Goal » Can you format every line of the listing below as a JSON list of strings, one string per line, with blank lines dropped and the pictures left out?

Provided data »
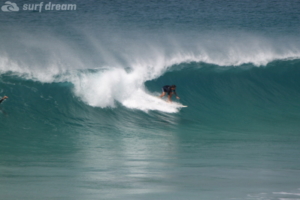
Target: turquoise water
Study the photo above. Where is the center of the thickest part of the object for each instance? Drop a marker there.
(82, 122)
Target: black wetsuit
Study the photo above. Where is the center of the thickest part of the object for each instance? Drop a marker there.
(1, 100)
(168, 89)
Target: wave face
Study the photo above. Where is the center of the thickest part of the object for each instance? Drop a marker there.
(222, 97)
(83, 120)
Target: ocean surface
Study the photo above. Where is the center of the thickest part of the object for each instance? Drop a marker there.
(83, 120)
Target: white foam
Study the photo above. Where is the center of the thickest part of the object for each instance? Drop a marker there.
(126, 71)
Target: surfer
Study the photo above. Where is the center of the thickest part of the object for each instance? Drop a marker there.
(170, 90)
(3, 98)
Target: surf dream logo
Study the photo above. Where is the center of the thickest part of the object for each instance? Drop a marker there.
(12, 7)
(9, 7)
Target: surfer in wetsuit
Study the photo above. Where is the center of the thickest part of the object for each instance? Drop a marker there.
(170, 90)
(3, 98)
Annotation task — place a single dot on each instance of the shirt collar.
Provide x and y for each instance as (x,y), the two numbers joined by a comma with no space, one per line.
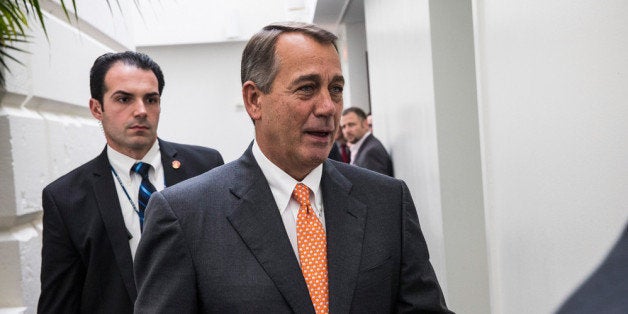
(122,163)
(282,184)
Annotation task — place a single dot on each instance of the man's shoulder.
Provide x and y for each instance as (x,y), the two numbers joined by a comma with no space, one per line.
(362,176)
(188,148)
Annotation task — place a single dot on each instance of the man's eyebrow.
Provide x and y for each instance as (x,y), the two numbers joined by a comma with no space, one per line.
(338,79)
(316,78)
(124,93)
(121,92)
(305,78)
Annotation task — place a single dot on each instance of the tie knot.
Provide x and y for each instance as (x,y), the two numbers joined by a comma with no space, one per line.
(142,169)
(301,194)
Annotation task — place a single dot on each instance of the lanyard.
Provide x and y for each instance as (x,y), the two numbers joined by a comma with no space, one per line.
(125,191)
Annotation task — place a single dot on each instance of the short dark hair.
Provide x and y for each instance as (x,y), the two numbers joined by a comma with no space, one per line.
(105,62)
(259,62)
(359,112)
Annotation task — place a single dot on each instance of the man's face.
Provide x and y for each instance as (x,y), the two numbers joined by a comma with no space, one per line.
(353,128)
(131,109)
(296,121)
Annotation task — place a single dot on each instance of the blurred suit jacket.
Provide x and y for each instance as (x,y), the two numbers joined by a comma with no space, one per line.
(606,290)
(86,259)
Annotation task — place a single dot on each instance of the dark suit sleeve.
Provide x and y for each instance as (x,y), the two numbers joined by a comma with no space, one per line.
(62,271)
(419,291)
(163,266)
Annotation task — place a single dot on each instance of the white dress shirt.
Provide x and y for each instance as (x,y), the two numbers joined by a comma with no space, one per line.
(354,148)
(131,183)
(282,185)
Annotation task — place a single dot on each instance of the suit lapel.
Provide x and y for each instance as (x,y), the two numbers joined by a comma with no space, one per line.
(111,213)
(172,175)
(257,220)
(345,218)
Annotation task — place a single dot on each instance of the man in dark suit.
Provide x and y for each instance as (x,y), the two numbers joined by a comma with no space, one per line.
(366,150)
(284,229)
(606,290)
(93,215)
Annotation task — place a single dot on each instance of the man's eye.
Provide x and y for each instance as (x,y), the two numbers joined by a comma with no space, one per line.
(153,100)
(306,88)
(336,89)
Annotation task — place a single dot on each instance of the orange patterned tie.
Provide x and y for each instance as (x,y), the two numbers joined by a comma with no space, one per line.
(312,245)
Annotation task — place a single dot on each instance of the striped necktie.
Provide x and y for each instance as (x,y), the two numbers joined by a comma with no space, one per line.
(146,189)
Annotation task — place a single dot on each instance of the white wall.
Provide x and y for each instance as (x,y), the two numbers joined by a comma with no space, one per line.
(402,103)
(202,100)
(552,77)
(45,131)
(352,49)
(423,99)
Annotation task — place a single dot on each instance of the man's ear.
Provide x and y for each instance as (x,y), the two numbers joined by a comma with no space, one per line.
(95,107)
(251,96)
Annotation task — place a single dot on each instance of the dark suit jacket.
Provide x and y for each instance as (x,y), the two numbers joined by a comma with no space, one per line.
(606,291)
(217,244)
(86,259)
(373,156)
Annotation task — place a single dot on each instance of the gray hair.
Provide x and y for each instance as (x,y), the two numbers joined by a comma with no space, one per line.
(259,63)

Answer »
[
  "Target: turquoise water",
  "Study the photo above. Where is the center of the thickest part of the object for each instance? Drop a marker there.",
  "(82, 122)",
  "Target: black wetsuit",
  "Study the photo above. Where is the center of the thickest part of the object for each instance? Drop a marker there.",
  "(1, 100)",
  "(168, 89)",
  "Target: wave face",
  "Study the photo above. Where is the center of the thickest part of the object for each instance? Drop a marker there.",
  "(222, 97)",
  "(83, 120)",
  "Target: ocean surface",
  "Study the photo above. Where is the center of the thickest part of the object for each instance? Drop a marker there.",
  "(83, 120)",
  "Target: white foam",
  "Study the photo above. Where is the center of the thickest part of the object for each instance? Drop a marker there.",
  "(126, 71)",
  "Target: surfer",
  "Study the photo above. Where is the center of the thickest part of the object for each instance? Drop a marker there.",
  "(170, 90)",
  "(3, 98)",
  "Target: surf dream logo",
  "Study the photo above. Where is the center of the thickest part of the object for each instance? Drop a marker there.",
  "(12, 7)",
  "(9, 7)",
  "Target: surfer in wetsuit",
  "Study the photo above. Where is the center of the thickest part of the object for each instance? Drop a marker there.",
  "(170, 90)",
  "(3, 98)",
  "Annotation task — place a single dot on each instance of the shirt collar.",
  "Provide x and y for each instance as (x,y), the two numbers joined by a comma with no space, one per line.",
  "(122,163)",
  "(282,184)",
  "Annotation task — place a single dot on each instance of the man's shoulder.",
  "Provide x and y for each instance as (x,y), the two numbers joined by a comma with no space, one per line.",
  "(362,176)",
  "(188,148)",
  "Annotation task — place a single dot on each instance of the man's eyebrow.",
  "Provide x and y for each instance as (x,y), the two numbers joined by a comma with no space, one per line.",
  "(338,79)",
  "(316,78)",
  "(124,93)",
  "(121,92)",
  "(305,78)",
  "Annotation task — place a single dot on each instance of the tie knot.",
  "Provide x and y for each instance as (x,y), the two numbers joined by a comma with no space, one per line.",
  "(142,169)",
  "(301,194)",
  "Annotation task — place a single dot on each instance of the lanyard.",
  "Provide x and y for each instance as (x,y), the two numbers joined by a comma with no space, one per line.",
  "(125,191)",
  "Annotation task — place a single dot on each instance of the short dark hair.",
  "Provide x and y for each instance as (x,y), the two numbers joined by a comma with no space, one per line.",
  "(105,62)",
  "(259,62)",
  "(359,112)",
  "Annotation task — place a single dot on each instance of the man's face.",
  "Provide x and y for each instance as (x,y), the two numbers joined by a comma with no space, one per line.",
  "(353,128)",
  "(131,109)",
  "(296,121)",
  "Annotation task — place a single dot on each instance of the blurred suit jacket.",
  "Provide x and y for each instance as (x,y), the two numbers joined by a comma with no space, one per line.",
  "(606,290)",
  "(86,259)",
  "Annotation task — place a single dot on each instance of the dark suit sleeve.",
  "Provide x and y for each instance as (x,y), the two numbers joined by a comma with no space, one per line.",
  "(62,271)",
  "(419,291)",
  "(163,266)",
  "Annotation task — place a single dot on each instance of the white dress shirt.",
  "Provide x and y for each instance as (x,y), the two numbers joined by a comma with no space, one per line.",
  "(354,148)",
  "(131,183)",
  "(282,185)",
  "Annotation task — place a single dot on each instance of the suit lapel.",
  "Provide x and y for each instance as (x,y), the two numbers joined by a comma with no space, one per line.",
  "(111,213)",
  "(172,175)",
  "(257,220)",
  "(345,218)",
  "Annotation task — place a single dot on each instance of the man in dark suit.",
  "Provide x and y for each instance as (x,y), the two numbers joined by a comma with no space, one per line.",
  "(366,150)",
  "(284,229)",
  "(606,290)",
  "(93,215)",
  "Annotation task — place a single dot on each instance of the man's eye.",
  "Provide x and y for each instance as (x,y), the two numbers joined by a comma with no space, one per line.",
  "(153,100)",
  "(306,88)",
  "(336,89)",
  "Annotation task — place a single dot on each instance of the orange patterned tie.",
  "Provide x and y for each instance as (x,y), the two numbers joined by a comma with no space, one per line.",
  "(312,245)",
  "Annotation task — place a single dot on each instance of the striped necktie.",
  "Provide x and y for each instance as (x,y), the two numbers joined by a comma with no space, one per line.",
  "(146,189)",
  "Annotation task — place a single dot on each instance of the white wall.",
  "Provide x and y for each instance as (x,y), the two numbers joined by a comma with no space, one per line.",
  "(402,103)",
  "(202,100)",
  "(552,77)",
  "(45,131)",
  "(352,49)",
  "(423,99)",
  "Annotation task — place a single dot on each instance of the man's ear.",
  "Provide x and y for each instance as (x,y), the two numbers joined by a comma with no space, one per line.",
  "(95,107)",
  "(251,96)",
  "Annotation task — place a single dot on each instance of the dark suit jacket.",
  "Provide x and y for each instance as (x,y), the two numbers joined by a comma with no space, one per line.",
  "(606,291)",
  "(217,244)",
  "(86,259)",
  "(373,156)",
  "Annotation task — place a single dot on each instance of the gray hair.",
  "Provide x and y for each instance as (x,y), the two numbers joined by a comma with no space, one per line.",
  "(259,63)"
]